[START Selected text]
North American Upper Treeline #3

The next installment in our search for upper treeline proxies evidencing the AR4 SPM claim that : “Studies since the TAR draw increased confidence from additional data showing coherent behaviour across multiple indicators in different parts of the world” takes us to the Canadian Rocky Mountains, to a study mentioned in the Wilson and Luckman 2003 survey as follows:

Dendrochronological studies at upper treeline in the southern Canadian Cordillera have focused on either Vancouver Island (Smith and Laroque, 1998; Laroque and Smith, 1999) or the Canadian Rocky Mountains (Parker and Henoch, 1971; Luckman et al., 1985; 1997; St George and Luckman, 2001).

This study is not cited in IPCC 4AR and, indeed, other than self-citations within Luckman students, seems not to have entered into proxy discussion – which is too bad, since it actually contains somewhat fresh data.

We’ve already looked at the Vancouver Island hemlock and yellow-cedar chronologies, neither of which yielded HS-shaped reconstructions. Today, we’ll look at the most recent of the Canadian Rocky Mountain citations, St George and Luckman 2001 . They include a short survey of prior studies, mentioning the white spruce chronologies of Jacoby and D’Arrigo 1989, which they credit as showing that this “species maintains a strong common ring-width signal over several thousand kilometres”. They report limited prior work using Engelmann spruce (PCEN) stating:

In contrast, exploration of the climate signal in Picea engelmannii ring width has been limited and the few climate reconstructions developed from this species are based primarily on densitometric data (Parker and Henoch 1971; Hamilton 1987; Briffa et al. 1992; Luckman et al. 1997). Prior studies of preliminary ringwidth data sets from Picea engelmannii in the central Canadian Rockies (Luckman and Seed 1995; Luckman 1997) indicate that they contain a strong common signal. The only previous climate reconstruction based solely on Picea engelmannii ring width was derived from a single site near the south end of Banff National Park (Wig and Smith 1994).
[END Selected text]
[START Dataset]
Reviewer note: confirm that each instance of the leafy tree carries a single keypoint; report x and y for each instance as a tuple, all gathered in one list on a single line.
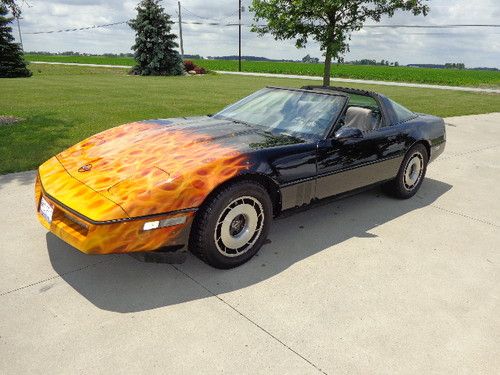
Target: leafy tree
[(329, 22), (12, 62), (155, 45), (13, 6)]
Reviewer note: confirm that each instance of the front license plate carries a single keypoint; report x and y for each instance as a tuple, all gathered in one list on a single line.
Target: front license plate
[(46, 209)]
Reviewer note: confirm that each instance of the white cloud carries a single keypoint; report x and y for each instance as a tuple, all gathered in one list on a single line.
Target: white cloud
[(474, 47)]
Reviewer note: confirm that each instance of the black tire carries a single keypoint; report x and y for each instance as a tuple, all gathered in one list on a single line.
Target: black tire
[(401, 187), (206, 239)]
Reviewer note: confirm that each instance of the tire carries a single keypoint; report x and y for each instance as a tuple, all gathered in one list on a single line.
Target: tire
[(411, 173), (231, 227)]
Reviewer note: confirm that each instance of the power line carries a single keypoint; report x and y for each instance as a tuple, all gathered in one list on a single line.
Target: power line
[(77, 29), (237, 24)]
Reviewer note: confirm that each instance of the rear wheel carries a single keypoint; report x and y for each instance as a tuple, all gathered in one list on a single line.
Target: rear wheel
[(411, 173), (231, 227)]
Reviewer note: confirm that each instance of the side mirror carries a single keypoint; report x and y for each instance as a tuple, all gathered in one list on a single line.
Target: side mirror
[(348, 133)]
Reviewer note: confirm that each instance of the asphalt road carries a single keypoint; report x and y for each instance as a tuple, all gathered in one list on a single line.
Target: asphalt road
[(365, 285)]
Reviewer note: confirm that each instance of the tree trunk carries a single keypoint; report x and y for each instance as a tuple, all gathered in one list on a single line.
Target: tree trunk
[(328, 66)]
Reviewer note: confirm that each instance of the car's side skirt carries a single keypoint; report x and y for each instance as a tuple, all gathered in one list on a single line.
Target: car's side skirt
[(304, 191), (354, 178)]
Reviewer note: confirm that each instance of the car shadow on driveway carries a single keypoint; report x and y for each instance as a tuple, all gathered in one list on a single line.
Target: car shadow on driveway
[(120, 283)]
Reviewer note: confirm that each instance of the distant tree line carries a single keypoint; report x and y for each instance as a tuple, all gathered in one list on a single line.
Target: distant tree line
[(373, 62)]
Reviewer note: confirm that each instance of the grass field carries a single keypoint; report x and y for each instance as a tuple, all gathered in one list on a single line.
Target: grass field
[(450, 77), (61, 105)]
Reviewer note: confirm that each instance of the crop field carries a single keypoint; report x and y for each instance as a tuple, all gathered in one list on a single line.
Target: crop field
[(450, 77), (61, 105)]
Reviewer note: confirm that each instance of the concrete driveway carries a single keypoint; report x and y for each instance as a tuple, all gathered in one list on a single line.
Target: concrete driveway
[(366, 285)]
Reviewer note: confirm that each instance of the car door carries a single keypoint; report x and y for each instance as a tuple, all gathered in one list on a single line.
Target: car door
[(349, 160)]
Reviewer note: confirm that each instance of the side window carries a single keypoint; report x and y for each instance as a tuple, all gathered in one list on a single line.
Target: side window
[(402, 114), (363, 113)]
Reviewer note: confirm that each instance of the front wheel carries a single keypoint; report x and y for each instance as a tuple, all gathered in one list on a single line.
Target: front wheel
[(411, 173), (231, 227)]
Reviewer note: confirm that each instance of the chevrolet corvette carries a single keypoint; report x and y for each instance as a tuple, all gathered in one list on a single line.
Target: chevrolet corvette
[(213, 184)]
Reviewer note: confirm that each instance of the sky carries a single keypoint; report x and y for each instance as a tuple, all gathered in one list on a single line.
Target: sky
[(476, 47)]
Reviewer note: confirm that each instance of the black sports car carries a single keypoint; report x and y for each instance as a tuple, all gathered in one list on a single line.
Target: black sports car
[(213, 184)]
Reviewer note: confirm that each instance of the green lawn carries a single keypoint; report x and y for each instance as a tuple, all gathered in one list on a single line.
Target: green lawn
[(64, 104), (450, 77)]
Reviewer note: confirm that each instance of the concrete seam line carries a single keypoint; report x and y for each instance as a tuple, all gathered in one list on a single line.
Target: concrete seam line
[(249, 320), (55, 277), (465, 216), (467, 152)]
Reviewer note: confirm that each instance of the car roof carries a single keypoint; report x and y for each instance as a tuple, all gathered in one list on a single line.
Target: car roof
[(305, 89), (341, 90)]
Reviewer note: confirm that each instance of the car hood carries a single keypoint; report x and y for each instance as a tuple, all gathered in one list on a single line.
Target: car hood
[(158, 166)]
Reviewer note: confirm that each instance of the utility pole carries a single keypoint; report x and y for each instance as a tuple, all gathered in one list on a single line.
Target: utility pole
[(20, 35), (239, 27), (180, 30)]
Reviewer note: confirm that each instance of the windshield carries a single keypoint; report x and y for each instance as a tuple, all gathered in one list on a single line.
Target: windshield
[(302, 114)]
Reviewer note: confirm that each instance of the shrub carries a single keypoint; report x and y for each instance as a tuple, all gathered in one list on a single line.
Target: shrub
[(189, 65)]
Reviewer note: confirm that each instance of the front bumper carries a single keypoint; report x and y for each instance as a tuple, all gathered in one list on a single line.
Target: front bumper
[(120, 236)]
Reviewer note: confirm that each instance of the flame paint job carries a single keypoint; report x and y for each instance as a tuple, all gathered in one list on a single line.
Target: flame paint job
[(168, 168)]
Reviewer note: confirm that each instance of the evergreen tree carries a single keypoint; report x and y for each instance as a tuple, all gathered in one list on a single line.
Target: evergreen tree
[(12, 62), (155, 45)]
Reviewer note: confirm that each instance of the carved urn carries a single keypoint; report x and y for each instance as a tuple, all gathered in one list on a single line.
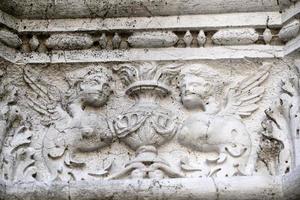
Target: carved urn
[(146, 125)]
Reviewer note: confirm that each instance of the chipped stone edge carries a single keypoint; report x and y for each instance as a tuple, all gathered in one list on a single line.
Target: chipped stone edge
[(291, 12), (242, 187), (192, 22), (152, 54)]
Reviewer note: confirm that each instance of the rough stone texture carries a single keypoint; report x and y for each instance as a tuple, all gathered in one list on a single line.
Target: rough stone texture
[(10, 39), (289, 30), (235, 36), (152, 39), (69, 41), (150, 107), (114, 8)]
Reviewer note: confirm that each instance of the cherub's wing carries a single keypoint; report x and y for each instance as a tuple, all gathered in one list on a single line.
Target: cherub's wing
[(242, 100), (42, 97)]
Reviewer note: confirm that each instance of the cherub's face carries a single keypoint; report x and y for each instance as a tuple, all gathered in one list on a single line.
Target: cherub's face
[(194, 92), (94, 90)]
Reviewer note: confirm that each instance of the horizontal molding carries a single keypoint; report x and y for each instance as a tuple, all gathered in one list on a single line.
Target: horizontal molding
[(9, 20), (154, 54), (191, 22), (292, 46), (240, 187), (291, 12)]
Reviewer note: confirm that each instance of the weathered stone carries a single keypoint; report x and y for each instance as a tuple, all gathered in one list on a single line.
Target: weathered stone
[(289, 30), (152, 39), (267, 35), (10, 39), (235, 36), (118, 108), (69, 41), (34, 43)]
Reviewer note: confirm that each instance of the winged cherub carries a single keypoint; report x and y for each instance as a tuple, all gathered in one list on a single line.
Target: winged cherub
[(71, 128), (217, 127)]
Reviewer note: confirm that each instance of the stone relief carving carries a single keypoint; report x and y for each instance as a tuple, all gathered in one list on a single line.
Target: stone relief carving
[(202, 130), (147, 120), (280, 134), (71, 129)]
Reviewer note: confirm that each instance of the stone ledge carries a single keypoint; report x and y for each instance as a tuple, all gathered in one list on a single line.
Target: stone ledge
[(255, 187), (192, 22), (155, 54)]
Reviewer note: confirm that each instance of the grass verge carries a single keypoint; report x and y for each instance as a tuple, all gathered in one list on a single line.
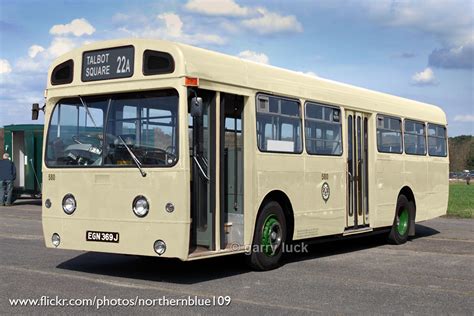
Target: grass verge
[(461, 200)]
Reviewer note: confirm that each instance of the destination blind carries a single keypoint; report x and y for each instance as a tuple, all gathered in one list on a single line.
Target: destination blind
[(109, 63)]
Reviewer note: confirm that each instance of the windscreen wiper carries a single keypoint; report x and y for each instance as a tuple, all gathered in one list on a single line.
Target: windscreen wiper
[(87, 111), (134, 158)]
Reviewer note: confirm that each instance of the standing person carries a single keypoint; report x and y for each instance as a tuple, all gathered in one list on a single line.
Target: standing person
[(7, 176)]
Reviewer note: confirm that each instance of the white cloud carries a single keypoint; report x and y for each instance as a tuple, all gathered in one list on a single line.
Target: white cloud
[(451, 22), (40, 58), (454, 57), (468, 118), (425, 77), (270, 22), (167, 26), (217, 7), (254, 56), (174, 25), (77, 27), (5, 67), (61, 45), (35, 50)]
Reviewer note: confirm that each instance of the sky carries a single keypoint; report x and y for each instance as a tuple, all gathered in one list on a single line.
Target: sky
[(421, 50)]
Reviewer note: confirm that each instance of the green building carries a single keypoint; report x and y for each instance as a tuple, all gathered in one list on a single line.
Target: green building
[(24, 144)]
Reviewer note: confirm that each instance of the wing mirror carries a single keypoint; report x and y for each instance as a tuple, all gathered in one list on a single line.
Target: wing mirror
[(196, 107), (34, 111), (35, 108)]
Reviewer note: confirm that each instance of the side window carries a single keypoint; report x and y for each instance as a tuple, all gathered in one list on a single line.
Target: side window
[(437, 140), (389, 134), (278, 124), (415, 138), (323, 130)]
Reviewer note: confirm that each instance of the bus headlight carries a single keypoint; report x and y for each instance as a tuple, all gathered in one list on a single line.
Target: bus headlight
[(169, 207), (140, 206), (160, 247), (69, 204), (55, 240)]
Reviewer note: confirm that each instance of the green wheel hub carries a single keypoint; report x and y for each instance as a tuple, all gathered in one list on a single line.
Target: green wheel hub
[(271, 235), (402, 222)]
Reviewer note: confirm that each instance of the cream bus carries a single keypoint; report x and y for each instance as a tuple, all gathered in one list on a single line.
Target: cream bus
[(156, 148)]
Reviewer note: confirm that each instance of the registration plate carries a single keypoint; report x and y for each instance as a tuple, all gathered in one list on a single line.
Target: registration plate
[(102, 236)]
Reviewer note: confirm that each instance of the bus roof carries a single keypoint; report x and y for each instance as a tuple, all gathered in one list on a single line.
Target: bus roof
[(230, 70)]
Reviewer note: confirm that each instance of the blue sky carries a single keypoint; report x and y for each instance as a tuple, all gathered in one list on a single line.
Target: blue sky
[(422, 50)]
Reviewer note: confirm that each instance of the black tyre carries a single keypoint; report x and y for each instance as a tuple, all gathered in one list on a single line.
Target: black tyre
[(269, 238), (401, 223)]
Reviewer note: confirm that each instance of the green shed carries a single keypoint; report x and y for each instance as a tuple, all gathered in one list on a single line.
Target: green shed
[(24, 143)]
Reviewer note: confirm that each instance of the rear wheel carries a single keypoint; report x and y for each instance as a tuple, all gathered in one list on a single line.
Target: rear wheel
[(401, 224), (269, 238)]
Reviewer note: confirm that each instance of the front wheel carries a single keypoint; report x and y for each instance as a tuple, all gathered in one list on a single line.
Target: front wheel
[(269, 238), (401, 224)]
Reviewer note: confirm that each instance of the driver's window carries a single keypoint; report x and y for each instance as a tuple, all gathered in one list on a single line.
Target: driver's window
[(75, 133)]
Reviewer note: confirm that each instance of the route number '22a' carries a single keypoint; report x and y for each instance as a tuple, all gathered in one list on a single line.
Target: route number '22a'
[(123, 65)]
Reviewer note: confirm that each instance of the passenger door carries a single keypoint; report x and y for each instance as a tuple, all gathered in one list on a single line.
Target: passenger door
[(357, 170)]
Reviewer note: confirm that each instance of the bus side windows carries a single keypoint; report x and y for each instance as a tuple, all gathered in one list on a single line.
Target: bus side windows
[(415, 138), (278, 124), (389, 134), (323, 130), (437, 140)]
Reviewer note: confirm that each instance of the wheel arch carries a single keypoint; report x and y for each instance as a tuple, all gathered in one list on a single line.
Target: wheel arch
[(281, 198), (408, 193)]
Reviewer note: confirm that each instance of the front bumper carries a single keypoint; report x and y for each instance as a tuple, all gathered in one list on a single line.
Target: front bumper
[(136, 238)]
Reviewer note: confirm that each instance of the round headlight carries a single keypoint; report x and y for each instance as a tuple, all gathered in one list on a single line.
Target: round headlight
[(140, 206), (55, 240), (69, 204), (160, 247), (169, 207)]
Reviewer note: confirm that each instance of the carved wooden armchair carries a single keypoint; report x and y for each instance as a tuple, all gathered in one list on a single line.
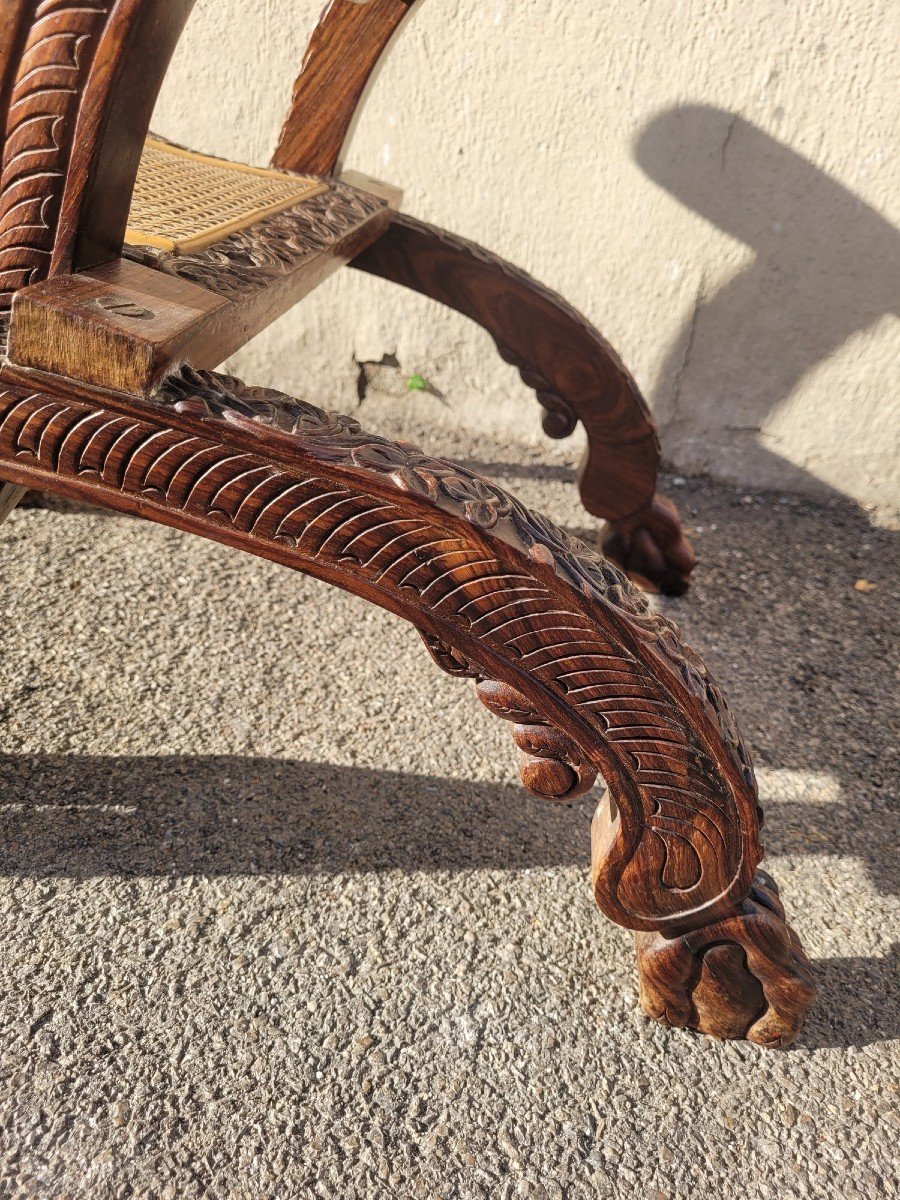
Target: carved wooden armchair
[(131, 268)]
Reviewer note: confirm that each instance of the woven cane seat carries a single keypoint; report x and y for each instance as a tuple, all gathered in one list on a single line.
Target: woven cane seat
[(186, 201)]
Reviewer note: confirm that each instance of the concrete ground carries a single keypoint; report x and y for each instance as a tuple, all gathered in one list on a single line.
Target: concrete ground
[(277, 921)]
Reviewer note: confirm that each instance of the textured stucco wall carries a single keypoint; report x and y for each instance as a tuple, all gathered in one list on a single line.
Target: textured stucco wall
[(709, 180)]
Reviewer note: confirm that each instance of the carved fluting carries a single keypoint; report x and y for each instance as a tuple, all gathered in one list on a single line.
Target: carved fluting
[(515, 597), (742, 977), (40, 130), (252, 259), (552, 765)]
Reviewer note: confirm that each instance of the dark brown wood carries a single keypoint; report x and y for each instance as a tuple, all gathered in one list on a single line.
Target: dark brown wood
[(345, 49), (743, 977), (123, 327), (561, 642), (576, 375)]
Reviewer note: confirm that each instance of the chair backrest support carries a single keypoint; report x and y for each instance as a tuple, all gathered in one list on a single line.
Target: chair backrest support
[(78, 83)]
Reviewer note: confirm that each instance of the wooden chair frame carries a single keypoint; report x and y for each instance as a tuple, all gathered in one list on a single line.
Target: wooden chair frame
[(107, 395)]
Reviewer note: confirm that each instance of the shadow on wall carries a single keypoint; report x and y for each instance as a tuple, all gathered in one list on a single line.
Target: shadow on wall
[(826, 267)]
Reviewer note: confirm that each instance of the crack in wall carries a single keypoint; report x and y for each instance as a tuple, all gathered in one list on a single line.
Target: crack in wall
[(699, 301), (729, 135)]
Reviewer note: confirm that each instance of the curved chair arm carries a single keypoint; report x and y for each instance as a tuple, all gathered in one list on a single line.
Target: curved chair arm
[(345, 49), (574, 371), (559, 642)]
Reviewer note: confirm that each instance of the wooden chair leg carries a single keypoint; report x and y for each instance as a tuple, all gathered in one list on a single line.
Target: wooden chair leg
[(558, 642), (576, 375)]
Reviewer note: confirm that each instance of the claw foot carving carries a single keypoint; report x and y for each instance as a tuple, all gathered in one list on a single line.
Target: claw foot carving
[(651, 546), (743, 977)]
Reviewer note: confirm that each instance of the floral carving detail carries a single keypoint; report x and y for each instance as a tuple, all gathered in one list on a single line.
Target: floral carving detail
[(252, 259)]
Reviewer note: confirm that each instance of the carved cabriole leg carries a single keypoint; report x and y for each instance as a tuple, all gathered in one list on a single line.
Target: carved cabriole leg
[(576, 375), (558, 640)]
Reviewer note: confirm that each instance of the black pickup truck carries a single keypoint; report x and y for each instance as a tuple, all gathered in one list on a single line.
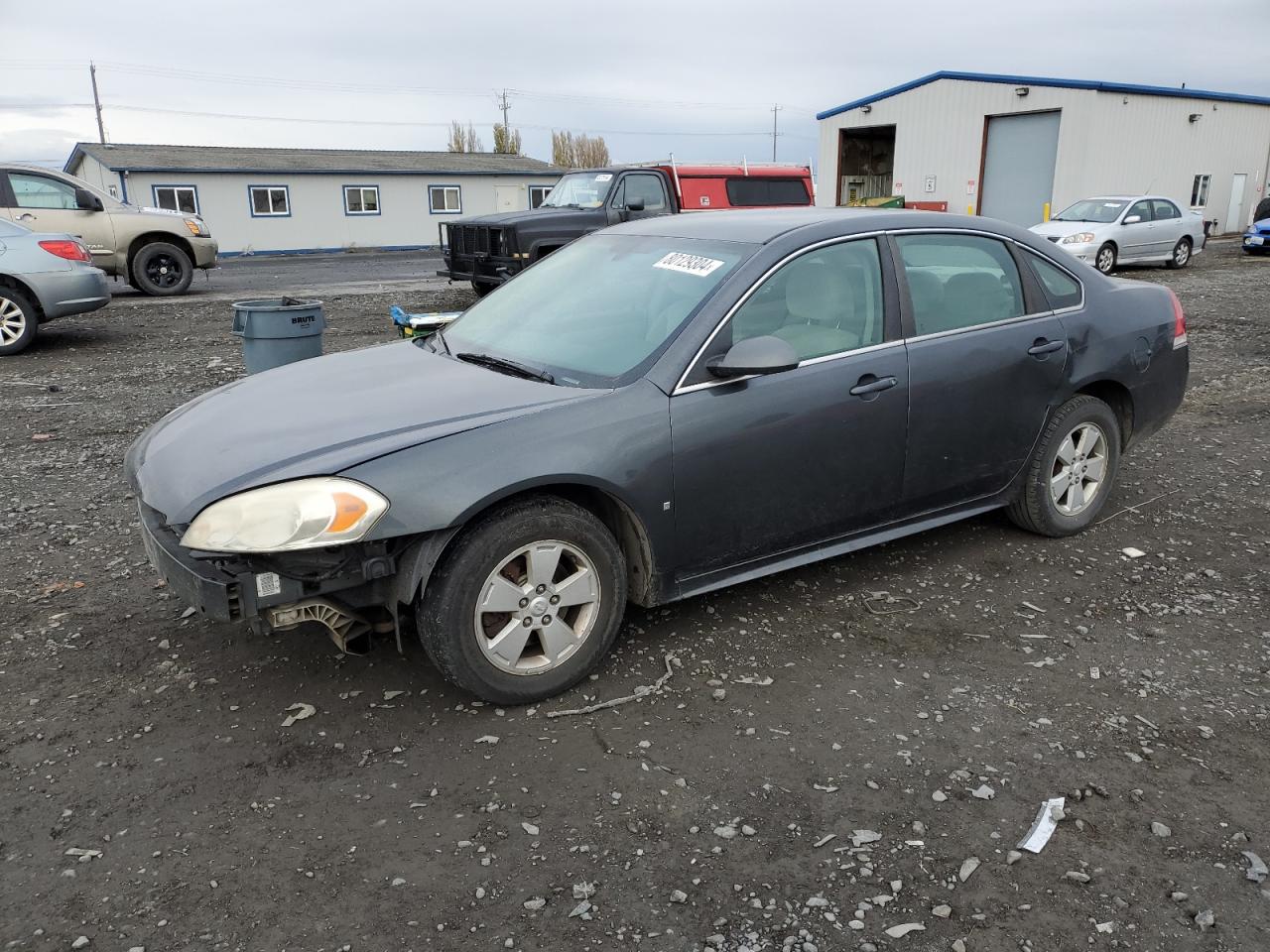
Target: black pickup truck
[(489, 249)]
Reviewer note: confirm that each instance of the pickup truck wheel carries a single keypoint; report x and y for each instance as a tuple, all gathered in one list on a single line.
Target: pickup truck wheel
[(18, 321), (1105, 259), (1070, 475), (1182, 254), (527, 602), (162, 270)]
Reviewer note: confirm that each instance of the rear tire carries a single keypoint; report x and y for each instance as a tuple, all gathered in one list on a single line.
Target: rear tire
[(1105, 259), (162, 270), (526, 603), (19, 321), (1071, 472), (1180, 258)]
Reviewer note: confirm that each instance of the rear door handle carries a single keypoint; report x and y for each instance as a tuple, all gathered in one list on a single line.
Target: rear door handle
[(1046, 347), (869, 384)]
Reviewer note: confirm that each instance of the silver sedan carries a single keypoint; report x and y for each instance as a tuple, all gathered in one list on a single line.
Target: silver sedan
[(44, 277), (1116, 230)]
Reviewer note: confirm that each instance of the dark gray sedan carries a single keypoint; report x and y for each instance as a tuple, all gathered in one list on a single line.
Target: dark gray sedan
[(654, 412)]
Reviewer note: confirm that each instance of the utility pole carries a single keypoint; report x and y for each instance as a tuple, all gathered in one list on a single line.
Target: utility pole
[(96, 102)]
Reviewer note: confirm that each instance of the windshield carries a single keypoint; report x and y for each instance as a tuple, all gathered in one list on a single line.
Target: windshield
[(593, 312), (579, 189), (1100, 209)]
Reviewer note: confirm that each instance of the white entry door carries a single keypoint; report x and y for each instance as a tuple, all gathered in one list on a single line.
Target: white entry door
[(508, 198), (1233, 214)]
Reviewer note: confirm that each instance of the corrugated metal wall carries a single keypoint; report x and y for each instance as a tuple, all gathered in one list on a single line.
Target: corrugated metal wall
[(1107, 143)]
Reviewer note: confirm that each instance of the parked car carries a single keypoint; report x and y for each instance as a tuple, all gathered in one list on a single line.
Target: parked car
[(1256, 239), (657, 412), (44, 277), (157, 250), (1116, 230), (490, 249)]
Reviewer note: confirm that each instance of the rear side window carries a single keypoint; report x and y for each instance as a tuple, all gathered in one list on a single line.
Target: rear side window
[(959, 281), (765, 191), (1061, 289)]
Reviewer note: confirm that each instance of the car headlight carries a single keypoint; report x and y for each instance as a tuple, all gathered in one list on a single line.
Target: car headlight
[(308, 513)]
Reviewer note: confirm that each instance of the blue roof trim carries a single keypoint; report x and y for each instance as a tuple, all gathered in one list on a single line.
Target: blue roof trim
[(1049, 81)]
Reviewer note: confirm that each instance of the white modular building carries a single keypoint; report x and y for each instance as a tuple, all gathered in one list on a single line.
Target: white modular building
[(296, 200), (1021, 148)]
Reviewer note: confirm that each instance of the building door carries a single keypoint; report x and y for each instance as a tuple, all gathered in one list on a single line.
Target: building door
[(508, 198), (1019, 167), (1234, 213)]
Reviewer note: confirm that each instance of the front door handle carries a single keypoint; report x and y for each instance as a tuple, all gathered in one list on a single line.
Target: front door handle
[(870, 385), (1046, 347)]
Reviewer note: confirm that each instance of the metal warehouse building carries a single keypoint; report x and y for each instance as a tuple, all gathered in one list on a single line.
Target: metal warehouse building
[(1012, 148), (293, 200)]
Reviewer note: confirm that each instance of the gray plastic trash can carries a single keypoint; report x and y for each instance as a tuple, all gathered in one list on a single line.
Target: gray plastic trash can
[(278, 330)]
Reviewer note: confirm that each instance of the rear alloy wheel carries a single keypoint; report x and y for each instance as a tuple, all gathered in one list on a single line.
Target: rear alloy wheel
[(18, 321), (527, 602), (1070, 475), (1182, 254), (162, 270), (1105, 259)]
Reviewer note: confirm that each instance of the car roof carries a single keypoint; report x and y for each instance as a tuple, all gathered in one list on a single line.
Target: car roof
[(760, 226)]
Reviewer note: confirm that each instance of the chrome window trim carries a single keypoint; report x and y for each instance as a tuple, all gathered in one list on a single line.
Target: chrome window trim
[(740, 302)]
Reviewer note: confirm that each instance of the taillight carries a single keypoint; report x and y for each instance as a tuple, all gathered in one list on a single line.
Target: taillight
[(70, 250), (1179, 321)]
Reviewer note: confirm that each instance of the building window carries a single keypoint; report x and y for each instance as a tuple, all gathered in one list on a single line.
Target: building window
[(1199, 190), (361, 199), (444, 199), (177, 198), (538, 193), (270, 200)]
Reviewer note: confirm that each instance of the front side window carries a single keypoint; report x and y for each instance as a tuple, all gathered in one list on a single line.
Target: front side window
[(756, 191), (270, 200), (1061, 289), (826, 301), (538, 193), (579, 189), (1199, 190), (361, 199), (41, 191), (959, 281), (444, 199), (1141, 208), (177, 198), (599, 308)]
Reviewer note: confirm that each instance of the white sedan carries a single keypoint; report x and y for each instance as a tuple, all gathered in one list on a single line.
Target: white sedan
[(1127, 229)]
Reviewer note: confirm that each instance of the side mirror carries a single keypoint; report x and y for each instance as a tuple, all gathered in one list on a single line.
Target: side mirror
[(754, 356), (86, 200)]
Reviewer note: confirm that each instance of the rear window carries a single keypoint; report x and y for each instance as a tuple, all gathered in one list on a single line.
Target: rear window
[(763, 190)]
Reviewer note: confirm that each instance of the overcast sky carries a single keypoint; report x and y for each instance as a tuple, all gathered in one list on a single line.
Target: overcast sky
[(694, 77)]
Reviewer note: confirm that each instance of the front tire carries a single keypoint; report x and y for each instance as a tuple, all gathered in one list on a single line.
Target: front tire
[END Dataset]
Problems to solve:
A: Answer these questions using the upper treeline text:
(i) According to the Wilson and Luckman 2003 survey, which two areas have dendrochronological studies at upper treeline in the southern Canadian Cordillera focused on?
(ii) What species did the white spruce chronologies of Jacoby and D'Arrigo 1989 show maintains a strong common ring-width signal over several thousand kilometres?
(iii) Where was the single site for the only previous climate reconstruction based solely on Picea engelmannii ring width?
B: Print the passage of the upper treeline text between "In contrast, exploration" and "and Smith 1994).", inclusive.
Rely on the upper treeline text alone.

Outputs for the tasks:
A:
(i) Vancouver Island and the Canadian Rocky Mountains.
(ii) White spruce.
(iii) Near the south end of Banff National Park.

B:
In contrast, exploration of the climate signal in Picea engelmannii ring width has been limited and the few climate reconstructions developed from this species are based primarily on densitometric data (Parker and Henoch 1971; Hamilton 1987; Briffa et al. 1992; Luckman et al. 1997). Prior studies of preliminary ringwidth data sets from Picea engelmannii in the central Canadian Rockies (Luckman and Seed 1995; Luckman 1997) indicate that they contain a strong common signal. The only previous climate reconstruction based solely on Picea engelmannii ring width was derived from a single site near the south end of Banff National Park (Wig and Smith 1994).